▶ **PROBLEM REQUIREMENTS**
Word for word, print the entries that follow.

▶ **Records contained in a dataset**
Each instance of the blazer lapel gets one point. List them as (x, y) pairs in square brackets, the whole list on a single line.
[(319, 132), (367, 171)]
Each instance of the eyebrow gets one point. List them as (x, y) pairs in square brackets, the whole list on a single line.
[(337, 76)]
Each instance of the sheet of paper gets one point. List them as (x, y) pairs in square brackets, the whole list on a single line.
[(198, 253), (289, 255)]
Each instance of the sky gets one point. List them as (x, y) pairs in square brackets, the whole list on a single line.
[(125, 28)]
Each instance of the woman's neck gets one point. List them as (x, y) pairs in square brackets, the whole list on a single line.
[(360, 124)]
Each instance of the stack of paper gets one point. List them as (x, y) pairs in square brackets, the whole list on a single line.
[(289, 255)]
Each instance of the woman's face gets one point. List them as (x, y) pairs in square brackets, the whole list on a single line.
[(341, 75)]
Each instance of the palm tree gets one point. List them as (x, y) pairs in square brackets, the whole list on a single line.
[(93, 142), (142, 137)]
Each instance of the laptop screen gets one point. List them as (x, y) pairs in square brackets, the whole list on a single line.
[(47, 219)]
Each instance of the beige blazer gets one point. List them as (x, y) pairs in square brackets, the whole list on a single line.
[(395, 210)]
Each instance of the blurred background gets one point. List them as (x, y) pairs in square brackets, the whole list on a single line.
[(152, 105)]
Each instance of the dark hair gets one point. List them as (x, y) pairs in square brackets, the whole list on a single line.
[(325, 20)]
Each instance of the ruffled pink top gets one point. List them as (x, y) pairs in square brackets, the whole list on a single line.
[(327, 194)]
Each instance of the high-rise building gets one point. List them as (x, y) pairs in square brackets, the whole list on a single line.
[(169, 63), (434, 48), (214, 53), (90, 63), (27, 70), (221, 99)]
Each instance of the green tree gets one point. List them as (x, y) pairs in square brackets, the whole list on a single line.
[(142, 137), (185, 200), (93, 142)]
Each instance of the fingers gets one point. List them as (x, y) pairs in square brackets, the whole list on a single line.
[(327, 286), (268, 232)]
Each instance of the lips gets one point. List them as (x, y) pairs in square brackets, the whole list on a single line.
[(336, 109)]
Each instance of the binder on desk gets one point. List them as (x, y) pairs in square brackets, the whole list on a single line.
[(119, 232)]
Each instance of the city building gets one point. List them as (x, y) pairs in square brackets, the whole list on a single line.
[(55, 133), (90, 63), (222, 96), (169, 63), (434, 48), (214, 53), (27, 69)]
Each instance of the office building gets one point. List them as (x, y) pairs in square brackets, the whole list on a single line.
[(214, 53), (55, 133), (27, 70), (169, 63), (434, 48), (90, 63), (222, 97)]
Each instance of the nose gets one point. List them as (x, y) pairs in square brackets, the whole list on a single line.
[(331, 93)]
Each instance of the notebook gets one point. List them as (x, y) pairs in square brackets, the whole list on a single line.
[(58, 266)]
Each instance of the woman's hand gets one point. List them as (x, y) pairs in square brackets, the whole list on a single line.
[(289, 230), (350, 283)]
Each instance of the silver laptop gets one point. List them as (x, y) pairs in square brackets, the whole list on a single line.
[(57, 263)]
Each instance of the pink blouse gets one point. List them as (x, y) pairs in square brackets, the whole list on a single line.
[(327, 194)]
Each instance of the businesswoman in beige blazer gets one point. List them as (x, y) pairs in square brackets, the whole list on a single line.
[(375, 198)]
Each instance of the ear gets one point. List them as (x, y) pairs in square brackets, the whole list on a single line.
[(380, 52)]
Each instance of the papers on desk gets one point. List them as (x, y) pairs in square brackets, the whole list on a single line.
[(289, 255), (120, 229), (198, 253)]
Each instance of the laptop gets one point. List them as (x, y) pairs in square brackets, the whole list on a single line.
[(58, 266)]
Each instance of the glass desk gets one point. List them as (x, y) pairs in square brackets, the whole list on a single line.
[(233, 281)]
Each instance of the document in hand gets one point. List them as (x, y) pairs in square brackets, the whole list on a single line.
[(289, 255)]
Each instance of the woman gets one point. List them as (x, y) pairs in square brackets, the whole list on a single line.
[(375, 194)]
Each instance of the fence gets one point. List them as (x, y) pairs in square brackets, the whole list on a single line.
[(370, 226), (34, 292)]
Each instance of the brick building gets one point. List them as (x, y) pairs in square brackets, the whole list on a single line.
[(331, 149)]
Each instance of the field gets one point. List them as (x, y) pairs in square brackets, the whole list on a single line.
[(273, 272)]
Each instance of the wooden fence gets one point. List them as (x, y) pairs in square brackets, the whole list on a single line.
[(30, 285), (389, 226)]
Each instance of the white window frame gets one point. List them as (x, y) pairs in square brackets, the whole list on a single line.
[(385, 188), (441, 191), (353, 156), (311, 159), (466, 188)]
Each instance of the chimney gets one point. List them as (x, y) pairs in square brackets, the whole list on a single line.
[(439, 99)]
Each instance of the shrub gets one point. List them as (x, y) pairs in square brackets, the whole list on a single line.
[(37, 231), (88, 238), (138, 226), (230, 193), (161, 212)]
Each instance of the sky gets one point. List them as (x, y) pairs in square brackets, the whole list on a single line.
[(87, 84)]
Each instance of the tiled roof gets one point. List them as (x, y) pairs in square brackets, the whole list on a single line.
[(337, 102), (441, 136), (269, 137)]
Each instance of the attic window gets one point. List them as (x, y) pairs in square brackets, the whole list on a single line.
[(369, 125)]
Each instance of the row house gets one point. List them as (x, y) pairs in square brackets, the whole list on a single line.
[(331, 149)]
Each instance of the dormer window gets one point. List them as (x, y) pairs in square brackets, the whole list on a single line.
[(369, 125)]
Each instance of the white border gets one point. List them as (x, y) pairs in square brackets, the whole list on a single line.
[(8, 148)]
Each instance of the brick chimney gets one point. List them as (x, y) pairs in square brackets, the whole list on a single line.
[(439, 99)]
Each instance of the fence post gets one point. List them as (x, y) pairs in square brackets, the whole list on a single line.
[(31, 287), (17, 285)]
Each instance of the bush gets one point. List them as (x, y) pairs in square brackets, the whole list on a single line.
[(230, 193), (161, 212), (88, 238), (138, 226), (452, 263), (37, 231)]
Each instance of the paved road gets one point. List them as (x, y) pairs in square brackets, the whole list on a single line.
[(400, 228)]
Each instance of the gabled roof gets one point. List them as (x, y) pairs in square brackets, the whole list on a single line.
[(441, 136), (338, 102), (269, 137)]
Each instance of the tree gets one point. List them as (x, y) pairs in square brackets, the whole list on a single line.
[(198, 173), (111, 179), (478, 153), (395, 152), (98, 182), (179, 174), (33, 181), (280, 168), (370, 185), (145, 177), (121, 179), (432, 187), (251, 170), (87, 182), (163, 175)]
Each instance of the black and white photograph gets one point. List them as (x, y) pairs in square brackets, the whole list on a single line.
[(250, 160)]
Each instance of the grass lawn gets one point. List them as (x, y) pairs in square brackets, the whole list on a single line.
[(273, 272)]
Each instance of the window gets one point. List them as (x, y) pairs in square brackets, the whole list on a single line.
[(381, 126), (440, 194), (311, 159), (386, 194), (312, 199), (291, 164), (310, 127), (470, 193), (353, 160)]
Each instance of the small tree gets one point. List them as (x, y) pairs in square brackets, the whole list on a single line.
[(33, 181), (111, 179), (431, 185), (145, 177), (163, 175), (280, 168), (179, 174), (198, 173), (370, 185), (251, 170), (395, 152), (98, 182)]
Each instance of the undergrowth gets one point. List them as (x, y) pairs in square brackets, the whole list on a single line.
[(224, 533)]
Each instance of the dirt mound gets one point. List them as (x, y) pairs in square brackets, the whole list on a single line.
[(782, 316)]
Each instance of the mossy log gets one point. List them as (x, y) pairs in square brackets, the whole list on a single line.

▶ **EXERCISE OUTPUT**
Each instance of the blazer lapel gets one point. List them as (x, y) pairs in square brackets, the whole list on a single line.
[(319, 132), (367, 171)]
Each instance of the eyebrow gets one point. List them as (x, y) pairs in square brackets, the whole list on a single line.
[(337, 76)]
Each instance of the sheet of paper gets one point. List them as (x, y) pairs in square brackets, the whole list on a single line.
[(198, 253), (289, 255)]
Each instance of the sky gets one point. List them as (x, y) pairs in square brackets, the whole list on a single line.
[(125, 28)]
Each instance of the woman's neck gets one point. List them as (x, y) pairs in square brackets, the whole list on a single line.
[(360, 124)]
Each instance of the stack of paper gets one point. List them as (x, y) pairs in square brackets, the whole list on a single line.
[(289, 255)]
Each instance of the woman's face gets one point. List them as (x, y) pairs in square brackets, the whole list on a single line.
[(341, 75)]
Each instance of the palm tree gets one point. List them as (x, y) pairs in square brackets, the whole list on a single line.
[(93, 142), (142, 137)]
Each instance of the laptop screen gets one point. List them as (x, y) pairs in square brackets, the whole list on a single line.
[(47, 219)]
Each instance of the beige blazer gets one point. List them as (x, y) pairs in square brackets, the whole list on a single line.
[(395, 210)]
Each instance of the blurred background gets one point. List them as (x, y) pairs in square brackets, the whole list on a single line.
[(152, 105)]
Each instance of the dark hair gets one point. List them as (x, y) pairs in square brackets, the whole list on a single line.
[(325, 20)]
Each instance of the ruffled pink top gets one point. List them as (x, y) pairs in square brackets, the whole list on a single line.
[(327, 194)]
Each instance of the high-rise building gets one point. List them as (x, y) pairs in square brackets, the whole list on a single line.
[(169, 63), (434, 48), (214, 53), (90, 63), (27, 70), (221, 99)]
Each instance of the green tree gets one point. List them as (x, y) pairs in square brackets, the whole list on a single line.
[(142, 137), (185, 200), (93, 142)]
Each instance of the fingers gets one point. List them as (x, y) pairs in square brackets, the whole list on a single line.
[(327, 286), (268, 232)]
Each instance of the lips gets one point. List them as (x, y) pairs in square brackets, the whole list on a single line.
[(336, 109)]
Each instance of the binder on desk gets one point. List them as (x, y) pairs in square brackets, the whole list on a single line.
[(119, 232)]
Each instance of the city building gets one point. List them as (x, y) pairs in square brackets, the whole list on a single line.
[(55, 133), (90, 63), (222, 96), (169, 63), (434, 48), (214, 53), (27, 69)]
Each instance of the office building gets one point. List them as (x, y) pairs in square brackets, the whole list on a single line.
[(214, 53), (55, 133), (27, 70), (169, 63), (434, 48), (90, 63), (222, 97)]
Each instance of the nose gets one point. List them as (x, y) pairs in square brackets, the whole list on a single line.
[(331, 93)]
Each instance of the notebook gets one point. List them as (x, y) pairs in square brackets, the whole list on a single line.
[(58, 266)]
Each instance of the woman's hand gets one point. List them as (x, y) pairs in square brackets, the whole list on a single line.
[(289, 230), (350, 283)]
Each instance of the silver laptop gets one point. List them as (x, y) pairs in square brackets, the whole list on a single line.
[(57, 263)]
Each instance of the pink blouse gets one point. List them as (x, y) pairs in square brackets, the whole list on a single line.
[(327, 194)]
Each instance of the businesswoman in beige blazer gets one point. List them as (x, y) pairs in square brackets, the whole list on a single line.
[(375, 198)]
Each instance of the ear gets one point. List them as (x, y) pairs in square brackets, the whole list on a single line.
[(380, 52)]
Each instance of the papers on desk gets one point. List them as (x, y) pairs in square brackets, the whole list on a single line.
[(289, 255), (120, 229), (198, 253)]
Each instance of the laptop gets one point. List them as (x, y) pairs in square brackets, the whole list on a single line.
[(58, 266)]
Each instance of the glass desk gets one point. List them as (x, y) pairs in square brackets, the whole list on a single line.
[(233, 281)]
Each instance of the document in hand gets one point. List them as (x, y) pairs in square brackets, the whole list on a single line.
[(289, 255)]
Each instance of the woman gets one point. List them as (x, y) pairs in square brackets, the whole list on a single line.
[(375, 194)]
Each instance of the fence gets one point. List them as (x, y) pairs in square brackets, the whole list on a single line.
[(370, 226), (34, 292)]
Each instance of the brick building gets one point. List them as (x, y) pairs in square brackets, the whole list on a single line.
[(331, 149)]
Each instance of the field gets one point. List them as (x, y) pairs in square brackets, the whole list on a single line.
[(273, 272)]
Each instance of the wooden fence gets one point. List them as (x, y) pairs in square brackets, the whole list on a single line.
[(30, 285), (389, 226)]
Each instance of the white window frame gets one point. List them as (x, y) pairs in square brackets, the whole list on a single line.
[(385, 188), (441, 191), (353, 156), (311, 159), (466, 188)]
Each instance of the chimney gets one point. List them as (x, y) pairs in square brackets, the whole list on a single line.
[(439, 99)]
Each instance of the shrub gets one point. List them as (x, y) pairs in square brackets, the whole list on a single line.
[(37, 231), (88, 238), (138, 226), (230, 193), (161, 212)]
Each instance of the sky gets one point. List them as (x, y) pairs in square brackets, the whole list on a single line.
[(87, 84)]
Each instance of the tiled roof gets one point. List them as (x, y) pairs in square brackets, the whole list on a single line.
[(337, 102), (441, 136), (269, 137)]
Each instance of the attic window gets one point. List them as (x, y) pairs in square brackets, the whole list on a single line.
[(369, 125)]
Each instance of the row house gets one point. List them as (x, y) pairs in square brackets, the whole list on a single line.
[(331, 149)]
Each instance of the dormer window gets one point. List them as (x, y) pairs in square brackets, the whole list on a single line.
[(369, 125)]
Each instance of the white border gets one point. List them as (x, y) pairs in square brackets, the whole list on a single line.
[(8, 148)]
Each instance of the brick chimney gets one point. List them as (x, y) pairs in square brackets, the whole list on a single line.
[(439, 99)]
Each instance of the fence post gets one point. List them as (x, y) pairs in square brackets, the whole list on a single line.
[(31, 287), (17, 285)]
Each instance of the bush gets one point. List them as (x, y) pairs in square brackets, the whole list on a single line.
[(230, 193), (161, 212), (88, 238), (138, 226), (452, 263), (37, 231)]
Each instance of the paved road gets one point. List them as (x, y) pairs in square brackets, the whole list on a single line.
[(400, 228)]
Each instance of the gabled roof gets one point. List them as (x, y) pairs in square brackets, the whole list on a single line.
[(441, 136), (338, 102), (269, 137)]
Each instance of the tree gets one point. List them as (x, y) pairs in square brackets, the whole list on a single line.
[(198, 173), (111, 179), (478, 153), (395, 152), (98, 182), (179, 174), (33, 181), (280, 168), (370, 185), (145, 177), (121, 179), (432, 187), (251, 170), (87, 182), (163, 175)]
Each instance of the black and white photograph gets one point. List them as (x, y) pairs in square brackets, the whole list on a single line.
[(250, 160)]
Each instance of the grass lawn gets one point. List them as (x, y) pairs in square brackets, the whole list on a single line.
[(273, 272)]
Each instance of the window gets one point. List them as (x, y) pairs in square brackets, the whole list on a single line.
[(381, 126), (440, 194), (311, 159), (386, 194), (312, 199), (291, 164), (310, 127), (470, 193), (353, 160)]
Each instance of the small tree gets one point. List them as (x, y) pairs in square brackets, the whole list on a single line.
[(33, 181), (111, 179), (431, 185), (145, 177), (163, 175), (280, 168), (179, 174), (198, 173), (370, 185), (251, 170), (395, 152), (98, 182)]
Each instance of the undergrowth gets one point. List them as (x, y) pairs in square brackets, the whole list on a single line.
[(224, 533)]
Each instance of the dirt mound gets one point. List them as (x, y) pairs in square brackets, the whole list on a single line.
[(782, 316)]
Each instance of the mossy log gets one point. List them as (x, y) pairs in square brackets, the whole list on a single line.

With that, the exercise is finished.